◆ **Text to read**:
---+---
All season, Nicole Garbin has been the pillar of strength behind the Oregon women’s soccer team. The sixth-year senior and team captain had been around when the Ducks had been the laughing stock of the conference.
Like so many of the upperclassmen on the current roster, Garbin knew what it was like to lose. As Oregon picked up momentum and started winning, Garbin promised herself that she would do whatever it took to get Oregon to the national tournament.
She got the team dancing in the locker room before games- to the beat of Lil’ Wayne’s “Fireman” – she made the freshmen sing on the bus, she talked to the media, she ran around with keys when she scored, she kept the intensity up, she kept things fresh, and fused this team together into a single, seemingly indestructible unit. But most importantly, she kept the goals coming,
To see Garbin emerge from the locker room on Monday night struggling to keep it together and to keep up a strong front after what must have been the most disappointing half hour of her life was absolutely heartbreaking.
She kept the brave face up while fielding routine questions about how she felt at the moment and what was going on in the locker room.
But when I asked her what it felt like to have played in her last match as a Duck on Sunday without knowing that it had been The Last One, the mask cracked.
Garbin’s brown eyes pooled with tears. Professionalism be damned, I wanted to cry with her.
“My ultimate goal was to get to that tournament,” she said, her normally steady, confident tone now shaky. “Like I’ve been telling all the newspapers, it wasn’t really going to mean anything, all the records, until we got to that tournament.
“I tried my best out there to get the team to the tournament.”
And they didn’t make it.
After everything she had done, six years of breaking records and making history, all Garbin had wanted was to lead her team to the postseason – something that had never been done before in the program’s history. All she could think about at that point yesterday afternoon, with the spotlight in her face, was that it hadn’t been enough.
They’d come so close. Only to have their miracle season thrown back in their faces by the NCAA tournament selection committee.
---+---
◆ **Provided data**:
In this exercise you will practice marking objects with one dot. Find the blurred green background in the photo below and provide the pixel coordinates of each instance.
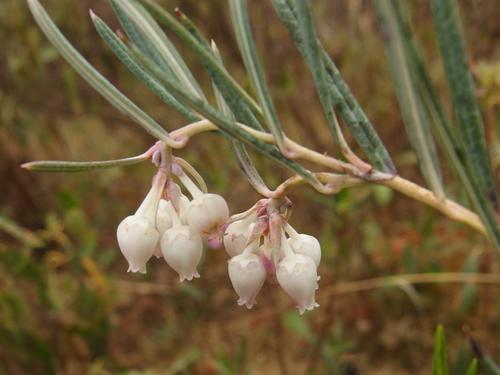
---+---
◆ **Goals**:
[A] Please summarize the column on Nicole Garbin in two sentences.
[B] According to the column on Nicole Garbin, what song did she have the team dance to in the locker room before games?

◆ **Answers by task**:
[A] Nicole Garbin, a sixth-year senior and captain of the Oregon women's soccer team, kept the team loose and united and kept scoring, determined to lead the Ducks to the national tournament for the first time in the program's history. When the team did not make the tournament, she fought back tears, saying her records would not really mean anything until they got there.

[B] Lil' Wayne's "Fireman."